_Document text_.
Review: Beijing Coma

by Jessica Marsden on August 31, 2009

beijingcomaWhen the novel Beijing Coma by the Chinese writer Ma Jian came out last year, I had little interest in reading it. Something about the structure of the novel — which is narrated by a man in a coma who is able to perceive, though unable to respond, to what is going on around him — struck me as gimmicky. I probably would have forgotten all about it if I hadn’t been short on reading material at the end of my recent trip. When I traded my copy of Netherland for my friend’s Kindle, Beijing Coma jumped out as the most appealing choice in her “library.”

The narrator of Beijing Coma, Dai Wei, was a (fictional) leader of the student protests at Tiananmen Square in 1989. In the violent crackdown that ended the protests, he was shot in the head. His injuries sent him into a coma that lasted about 10 years. Ma Jian’s novel, which takes place during the coma, weaves together Dai Wei’s recollections of his early life with the events he witnesses from his sickbed. Most interesting is his day-by-day account of the student protests at Tiananmen, from the early inspiration (Hu Yaobang’s death in April 1989) to the infighting between student leaders that threatened to derail the movement. The six weeks of demonstrations at the Square are now usually overshadowed by the June 4 crackdown; Ma’s novel really focuses on the students’ early idealism and political values.

Living on a university campus in China today, it is almost impossible to imagine a political movement like Tiananmen happening again. The government has been very successful in quashing political discussion and any emergent sources of dissent. Beijing Coma addresses this development as well: From his coma, Dai Wei sees his mother develop an interest in Falun Gong for its supposed healing powers — and then watches as she and her friends are interrogated by police and eventually arrested for participating in an antigovernment cult. At the same time, China’s economic development also takes its toll on Dai Wei and his mother. Their apartment complex in downtown Beijing is due to be torn down and replaced with a high-rise. I won’t spoil the dramatic ending, but suffice it to say that the pair does not leave quietly.

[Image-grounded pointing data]
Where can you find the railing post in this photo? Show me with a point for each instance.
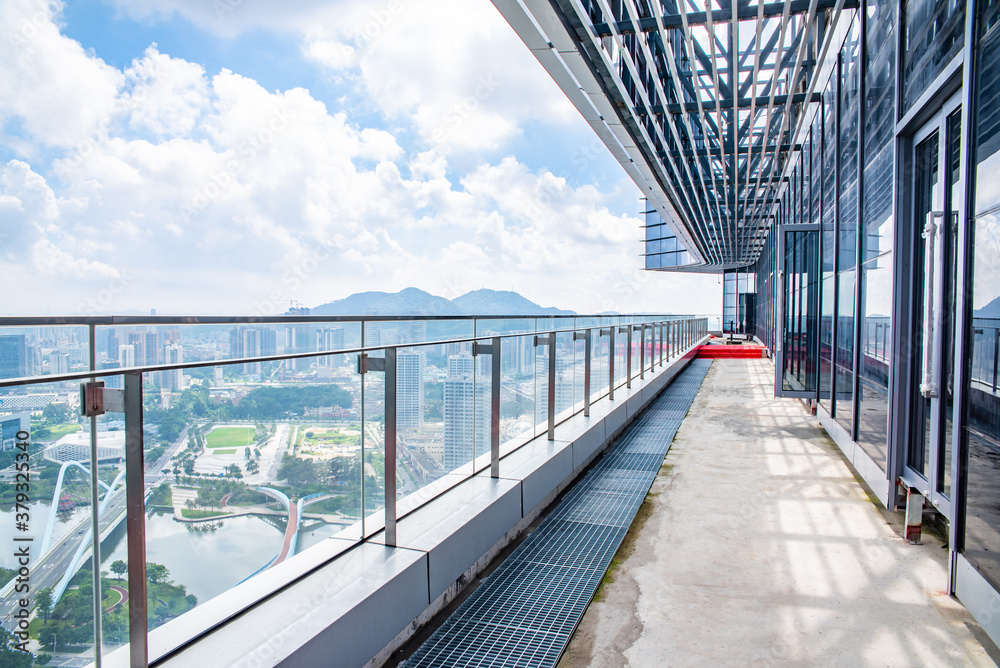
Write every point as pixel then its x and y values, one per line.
pixel 652 347
pixel 94 515
pixel 135 519
pixel 495 411
pixel 550 341
pixel 390 447
pixel 610 331
pixel 642 349
pixel 388 365
pixel 996 356
pixel 493 350
pixel 585 335
pixel 627 330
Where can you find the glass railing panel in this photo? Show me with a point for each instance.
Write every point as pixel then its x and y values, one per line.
pixel 244 476
pixel 517 392
pixel 46 507
pixel 600 358
pixel 430 386
pixel 541 372
pixel 410 332
pixel 373 447
pixel 488 327
pixel 569 383
pixel 43 351
pixel 465 411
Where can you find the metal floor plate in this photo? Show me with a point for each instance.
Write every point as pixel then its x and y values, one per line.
pixel 525 612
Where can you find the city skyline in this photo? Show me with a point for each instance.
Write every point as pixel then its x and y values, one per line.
pixel 349 160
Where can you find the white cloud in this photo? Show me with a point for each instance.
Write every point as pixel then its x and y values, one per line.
pixel 213 194
pixel 57 91
pixel 168 94
pixel 452 67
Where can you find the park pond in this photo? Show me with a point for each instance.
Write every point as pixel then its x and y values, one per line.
pixel 207 562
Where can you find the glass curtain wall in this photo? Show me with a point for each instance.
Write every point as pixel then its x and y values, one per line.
pixel 981 432
pixel 877 230
pixel 847 227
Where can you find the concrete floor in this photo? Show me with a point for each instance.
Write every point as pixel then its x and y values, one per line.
pixel 758 547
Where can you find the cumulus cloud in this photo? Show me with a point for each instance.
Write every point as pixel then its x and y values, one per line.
pixel 52 87
pixel 199 192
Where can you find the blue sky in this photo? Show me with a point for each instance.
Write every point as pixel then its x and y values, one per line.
pixel 229 157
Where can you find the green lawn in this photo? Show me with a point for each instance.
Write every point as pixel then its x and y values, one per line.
pixel 230 437
pixel 61 430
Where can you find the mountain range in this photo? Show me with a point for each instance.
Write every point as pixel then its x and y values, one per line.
pixel 413 301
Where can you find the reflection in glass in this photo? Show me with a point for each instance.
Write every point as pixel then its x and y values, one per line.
pixel 982 405
pixel 801 288
pixel 927 199
pixel 933 34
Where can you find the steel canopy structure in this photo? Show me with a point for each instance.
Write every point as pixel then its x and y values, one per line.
pixel 700 101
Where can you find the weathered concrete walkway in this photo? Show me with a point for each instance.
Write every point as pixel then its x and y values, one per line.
pixel 758 547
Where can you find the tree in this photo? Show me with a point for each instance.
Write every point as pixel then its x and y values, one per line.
pixel 157 573
pixel 119 568
pixel 44 603
pixel 298 471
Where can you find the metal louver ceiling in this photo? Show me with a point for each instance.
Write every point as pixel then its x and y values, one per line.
pixel 699 100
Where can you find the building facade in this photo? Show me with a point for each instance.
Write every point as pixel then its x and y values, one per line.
pixel 837 162
pixel 466 412
pixel 410 366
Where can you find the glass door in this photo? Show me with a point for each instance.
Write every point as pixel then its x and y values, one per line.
pixel 936 158
pixel 797 349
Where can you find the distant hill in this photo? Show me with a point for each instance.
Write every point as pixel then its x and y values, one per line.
pixel 991 310
pixel 412 301
pixel 493 302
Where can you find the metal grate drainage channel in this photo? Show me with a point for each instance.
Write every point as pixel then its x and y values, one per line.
pixel 525 612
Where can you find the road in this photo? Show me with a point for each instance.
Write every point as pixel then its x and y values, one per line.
pixel 48 571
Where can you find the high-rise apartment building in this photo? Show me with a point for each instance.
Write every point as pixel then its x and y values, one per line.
pixel 331 338
pixel 172 379
pixel 466 412
pixel 410 366
pixel 13 362
pixel 126 355
pixel 59 362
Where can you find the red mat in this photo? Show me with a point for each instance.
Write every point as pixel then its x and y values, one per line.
pixel 730 352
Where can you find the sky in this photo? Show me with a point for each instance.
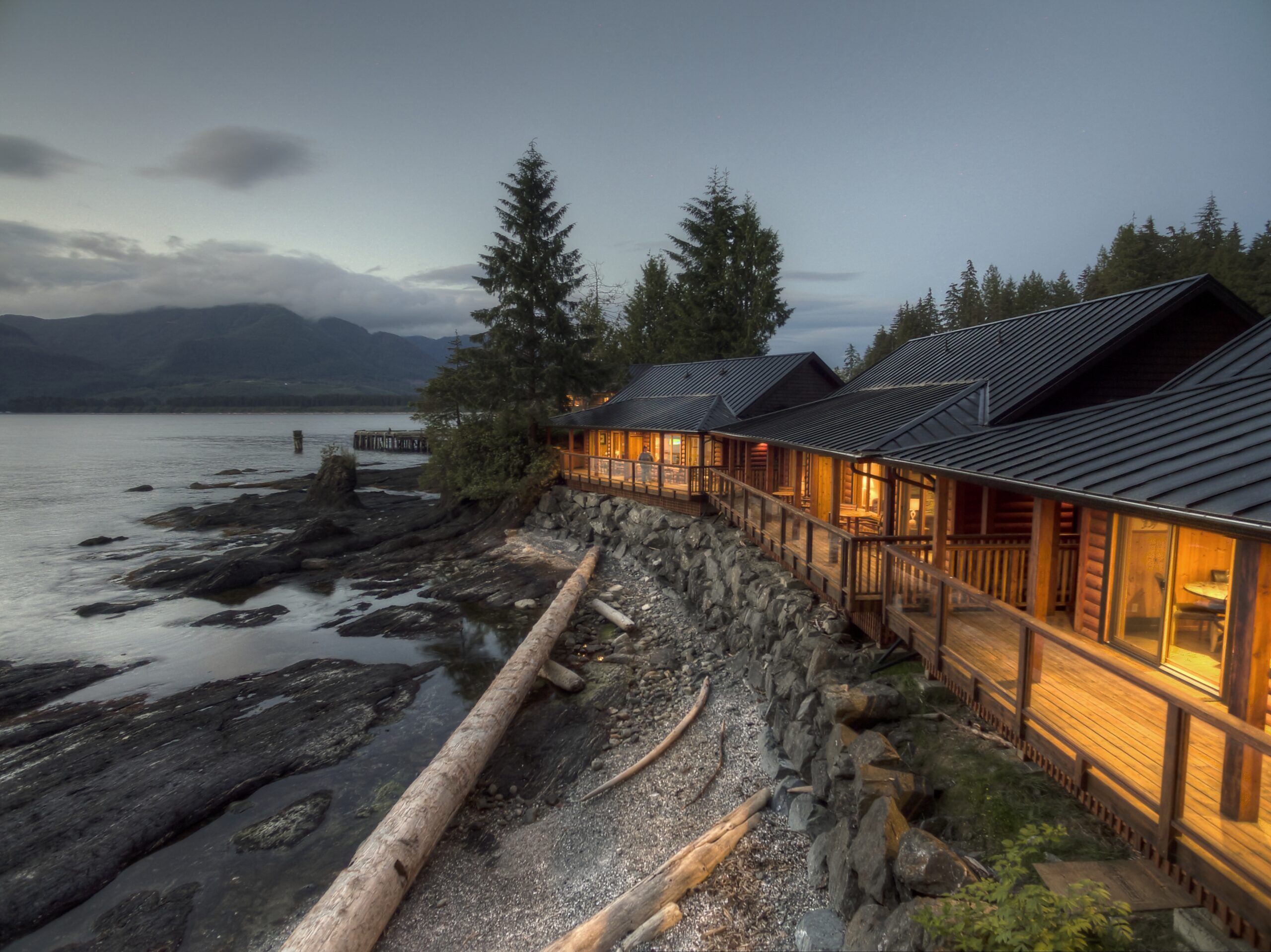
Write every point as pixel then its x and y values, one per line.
pixel 344 159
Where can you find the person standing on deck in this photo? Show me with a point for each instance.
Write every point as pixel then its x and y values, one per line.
pixel 645 458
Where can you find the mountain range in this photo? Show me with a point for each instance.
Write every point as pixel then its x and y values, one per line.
pixel 192 356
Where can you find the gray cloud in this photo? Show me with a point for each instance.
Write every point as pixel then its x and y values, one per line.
pixel 26 158
pixel 238 158
pixel 820 275
pixel 63 273
pixel 452 276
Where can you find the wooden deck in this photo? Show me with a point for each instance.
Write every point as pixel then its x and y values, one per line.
pixel 1142 749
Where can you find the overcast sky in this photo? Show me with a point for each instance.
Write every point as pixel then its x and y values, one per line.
pixel 342 158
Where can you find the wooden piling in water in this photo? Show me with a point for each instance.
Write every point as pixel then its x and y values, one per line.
pixel 392 440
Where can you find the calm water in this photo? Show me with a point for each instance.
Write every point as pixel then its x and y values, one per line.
pixel 63 479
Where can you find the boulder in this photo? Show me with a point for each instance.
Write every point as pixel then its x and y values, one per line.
pixel 876 846
pixel 846 894
pixel 911 792
pixel 863 704
pixel 800 747
pixel 809 816
pixel 900 933
pixel 819 931
pixel 287 826
pixel 927 866
pixel 865 930
pixel 818 861
pixel 871 749
pixel 836 751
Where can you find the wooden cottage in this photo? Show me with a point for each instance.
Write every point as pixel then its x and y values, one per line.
pixel 1072 528
pixel 652 439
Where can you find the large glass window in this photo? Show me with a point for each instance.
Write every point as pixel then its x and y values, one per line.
pixel 1170 597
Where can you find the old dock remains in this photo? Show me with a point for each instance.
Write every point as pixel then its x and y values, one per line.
pixel 392 440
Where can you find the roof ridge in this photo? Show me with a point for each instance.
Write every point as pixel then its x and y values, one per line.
pixel 1052 311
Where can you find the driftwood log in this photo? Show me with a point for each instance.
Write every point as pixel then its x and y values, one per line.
pixel 666 884
pixel 562 677
pixel 613 614
pixel 655 926
pixel 660 749
pixel 359 904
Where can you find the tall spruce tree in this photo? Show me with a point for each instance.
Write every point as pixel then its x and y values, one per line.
pixel 650 316
pixel 534 276
pixel 729 296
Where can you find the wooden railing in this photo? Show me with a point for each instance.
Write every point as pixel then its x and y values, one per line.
pixel 1143 744
pixel 663 479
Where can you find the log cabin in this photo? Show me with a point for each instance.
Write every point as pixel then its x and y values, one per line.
pixel 652 439
pixel 1078 545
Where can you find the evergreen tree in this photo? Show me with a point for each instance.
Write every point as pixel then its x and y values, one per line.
pixel 970 303
pixel 952 305
pixel 533 275
pixel 1061 291
pixel 1031 294
pixel 850 363
pixel 729 298
pixel 650 316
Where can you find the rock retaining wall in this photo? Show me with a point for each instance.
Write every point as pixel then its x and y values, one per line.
pixel 830 721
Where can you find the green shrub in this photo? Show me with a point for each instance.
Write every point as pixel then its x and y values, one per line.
pixel 1011 916
pixel 486 458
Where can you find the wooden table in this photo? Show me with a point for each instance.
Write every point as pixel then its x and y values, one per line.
pixel 1214 592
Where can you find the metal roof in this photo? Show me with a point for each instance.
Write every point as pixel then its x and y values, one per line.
pixel 1243 356
pixel 1201 452
pixel 1024 359
pixel 740 380
pixel 696 413
pixel 871 420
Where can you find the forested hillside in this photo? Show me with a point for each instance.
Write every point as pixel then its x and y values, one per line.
pixel 1139 256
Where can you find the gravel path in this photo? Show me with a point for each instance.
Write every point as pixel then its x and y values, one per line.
pixel 519 883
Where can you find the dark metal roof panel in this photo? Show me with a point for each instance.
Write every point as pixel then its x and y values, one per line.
pixel 856 422
pixel 1025 356
pixel 695 413
pixel 1245 356
pixel 740 380
pixel 1204 450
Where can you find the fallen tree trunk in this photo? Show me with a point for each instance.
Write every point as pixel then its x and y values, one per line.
pixel 660 749
pixel 562 677
pixel 613 614
pixel 655 926
pixel 359 904
pixel 666 884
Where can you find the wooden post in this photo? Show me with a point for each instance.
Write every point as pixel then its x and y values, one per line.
pixel 1174 777
pixel 940 522
pixel 889 502
pixel 1249 633
pixel 359 904
pixel 1043 572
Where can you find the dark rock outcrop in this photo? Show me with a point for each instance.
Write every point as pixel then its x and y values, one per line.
pixel 242 618
pixel 286 828
pixel 128 776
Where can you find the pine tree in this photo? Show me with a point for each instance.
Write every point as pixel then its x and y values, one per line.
pixel 729 298
pixel 1061 291
pixel 850 363
pixel 1031 294
pixel 970 303
pixel 533 275
pixel 650 316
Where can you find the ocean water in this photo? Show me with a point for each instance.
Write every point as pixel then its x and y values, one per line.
pixel 63 479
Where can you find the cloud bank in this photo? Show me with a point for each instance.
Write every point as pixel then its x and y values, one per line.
pixel 54 273
pixel 27 158
pixel 238 158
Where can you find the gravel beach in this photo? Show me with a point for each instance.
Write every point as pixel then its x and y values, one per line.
pixel 515 875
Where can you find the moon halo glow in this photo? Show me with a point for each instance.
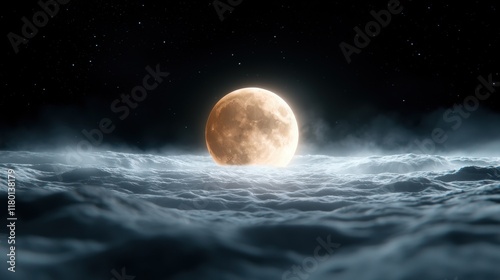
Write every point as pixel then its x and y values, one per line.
pixel 252 126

_Required tasks_.
A) Does each statement agree with the Beijing Coma review? Answer yes or no for each, and quote the words that decide it. (i) Dai Wei's coma lasted about 10 years. (ii) The reviewer was eager to read the novel when it first came out. (iii) Dai Wei's mother took an interest in Falun Gong for its supposed healing powers.
B) In the Beijing Coma review, which book did the reviewer trade for a friend's Kindle?
C) Resume the Beijing Coma review after its final sentence.
This data is separate material and has no connection to the Beijing Coma review.

_List of answers_.
A)
(i) Yes: "His injuries sent him into a coma that lasted about 10 years."
(ii) No: "I had little interest in reading it."
(iii) Yes: "Dai Wei sees his mother develop an interest in Falun Gong for its supposed healing powers"

B) Netherland.

C)
The novel had one annoying stylistic device that at times almost overwhelmed my interest in the plot: Every time the story switched from flashback to the present and back again, the shift was indicated by an italicized passage that was disconnected from the broader story. Occasionally these were quotations from Dai Wei’s favorite book, The Book of Mountains and Seas; more often they were vaguely biological descriptions of what was going on in his comatose body. They were perplexingly irrelevant, and I eventually decided to more or less ignore anything in italics in favor of getting on with the story.

Italicized passages aside, however, Beijing Coma is a worthy read for its depiction of the flowering of political discussion in China in the late 80s, and the subsequent changes — both political and economic — in China.